Aim of the task: Copy the material word for word, starting at the line with "target | toyota emblem" and ending with the line with "(1133, 589)", including both of those lines.
-.-.-
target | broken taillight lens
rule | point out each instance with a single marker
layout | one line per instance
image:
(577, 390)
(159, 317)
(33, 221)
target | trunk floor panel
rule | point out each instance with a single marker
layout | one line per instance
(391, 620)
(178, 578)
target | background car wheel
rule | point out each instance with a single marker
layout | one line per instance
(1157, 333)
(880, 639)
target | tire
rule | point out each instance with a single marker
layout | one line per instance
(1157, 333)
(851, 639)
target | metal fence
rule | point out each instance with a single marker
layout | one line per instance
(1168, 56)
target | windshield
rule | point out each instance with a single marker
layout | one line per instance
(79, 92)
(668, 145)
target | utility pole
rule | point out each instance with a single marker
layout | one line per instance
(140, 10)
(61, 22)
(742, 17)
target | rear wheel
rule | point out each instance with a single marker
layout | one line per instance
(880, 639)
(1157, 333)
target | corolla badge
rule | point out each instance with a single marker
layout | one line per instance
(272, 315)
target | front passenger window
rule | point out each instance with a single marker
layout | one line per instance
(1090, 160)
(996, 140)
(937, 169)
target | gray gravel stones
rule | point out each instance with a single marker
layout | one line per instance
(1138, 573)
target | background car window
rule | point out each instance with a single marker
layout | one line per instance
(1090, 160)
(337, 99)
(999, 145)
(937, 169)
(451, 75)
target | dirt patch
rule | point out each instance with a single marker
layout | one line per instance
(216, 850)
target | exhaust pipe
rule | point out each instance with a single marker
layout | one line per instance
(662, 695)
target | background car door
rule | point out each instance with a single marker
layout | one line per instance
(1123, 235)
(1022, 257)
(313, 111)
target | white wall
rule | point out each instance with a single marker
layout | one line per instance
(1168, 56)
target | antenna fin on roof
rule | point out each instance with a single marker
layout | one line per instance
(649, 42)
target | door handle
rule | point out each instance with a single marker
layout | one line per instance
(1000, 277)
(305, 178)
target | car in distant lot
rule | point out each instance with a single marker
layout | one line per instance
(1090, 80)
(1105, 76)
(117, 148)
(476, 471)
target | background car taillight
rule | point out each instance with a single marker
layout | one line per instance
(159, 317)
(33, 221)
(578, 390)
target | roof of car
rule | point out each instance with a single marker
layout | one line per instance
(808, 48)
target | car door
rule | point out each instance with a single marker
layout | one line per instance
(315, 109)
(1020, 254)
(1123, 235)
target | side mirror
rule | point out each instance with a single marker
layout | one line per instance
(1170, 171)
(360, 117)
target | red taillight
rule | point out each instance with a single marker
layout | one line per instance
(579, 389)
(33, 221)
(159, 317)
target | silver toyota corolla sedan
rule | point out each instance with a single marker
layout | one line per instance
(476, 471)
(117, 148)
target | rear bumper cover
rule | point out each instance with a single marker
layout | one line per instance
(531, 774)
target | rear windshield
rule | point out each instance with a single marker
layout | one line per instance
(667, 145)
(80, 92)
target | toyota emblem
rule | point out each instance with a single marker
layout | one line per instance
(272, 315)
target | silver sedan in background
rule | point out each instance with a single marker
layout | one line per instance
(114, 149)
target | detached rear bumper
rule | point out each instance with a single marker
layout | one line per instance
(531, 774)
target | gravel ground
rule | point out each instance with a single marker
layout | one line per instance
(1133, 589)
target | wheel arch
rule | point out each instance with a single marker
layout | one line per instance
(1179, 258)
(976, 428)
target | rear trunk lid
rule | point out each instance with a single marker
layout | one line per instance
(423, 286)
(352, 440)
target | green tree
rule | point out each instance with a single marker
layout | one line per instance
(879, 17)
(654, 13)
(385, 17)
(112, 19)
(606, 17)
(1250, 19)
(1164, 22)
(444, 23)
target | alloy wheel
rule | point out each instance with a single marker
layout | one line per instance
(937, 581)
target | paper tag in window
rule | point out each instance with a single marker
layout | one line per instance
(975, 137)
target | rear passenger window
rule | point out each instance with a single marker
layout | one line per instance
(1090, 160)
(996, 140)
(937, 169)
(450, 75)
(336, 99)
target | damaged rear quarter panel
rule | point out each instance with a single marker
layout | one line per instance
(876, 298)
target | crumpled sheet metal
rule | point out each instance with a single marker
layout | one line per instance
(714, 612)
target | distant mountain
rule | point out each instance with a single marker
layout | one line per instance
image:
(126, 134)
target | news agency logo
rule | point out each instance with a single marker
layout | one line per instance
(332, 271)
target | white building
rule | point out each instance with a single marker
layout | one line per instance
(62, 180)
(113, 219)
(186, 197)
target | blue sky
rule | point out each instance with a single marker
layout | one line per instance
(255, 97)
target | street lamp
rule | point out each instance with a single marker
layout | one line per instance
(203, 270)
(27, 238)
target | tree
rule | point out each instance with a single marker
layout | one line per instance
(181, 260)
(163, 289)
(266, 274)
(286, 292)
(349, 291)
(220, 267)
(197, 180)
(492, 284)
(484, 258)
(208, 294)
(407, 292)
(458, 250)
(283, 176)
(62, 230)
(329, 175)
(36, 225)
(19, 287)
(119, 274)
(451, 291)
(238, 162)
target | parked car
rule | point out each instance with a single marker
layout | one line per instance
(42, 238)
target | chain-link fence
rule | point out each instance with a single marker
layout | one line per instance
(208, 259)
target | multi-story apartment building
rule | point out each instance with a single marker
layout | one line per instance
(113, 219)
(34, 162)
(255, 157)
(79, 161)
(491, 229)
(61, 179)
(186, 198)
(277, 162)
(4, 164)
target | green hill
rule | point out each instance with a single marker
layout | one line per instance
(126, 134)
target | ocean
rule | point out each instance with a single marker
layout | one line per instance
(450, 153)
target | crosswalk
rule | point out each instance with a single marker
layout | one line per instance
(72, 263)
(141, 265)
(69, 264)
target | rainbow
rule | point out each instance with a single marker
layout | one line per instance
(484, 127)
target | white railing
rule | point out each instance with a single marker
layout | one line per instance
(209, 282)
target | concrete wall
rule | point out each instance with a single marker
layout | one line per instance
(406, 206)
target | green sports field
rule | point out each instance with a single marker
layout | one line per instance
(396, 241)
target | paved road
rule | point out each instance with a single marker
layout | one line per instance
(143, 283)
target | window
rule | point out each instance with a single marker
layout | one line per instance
-.-.-
Full answer:
target | toyota emblem
rule | point out each instance with a single marker
layout | one line per instance
(272, 315)
target | silver sedan in background
rule | point out each instance with a single marker
layout | one line per instance
(114, 149)
target | detached rear bumper
rule | point out each instance with a single marker
layout | one line per instance
(531, 774)
target | gravel ground
rule | point out each instance with a single marker
layout | one line per instance
(1133, 589)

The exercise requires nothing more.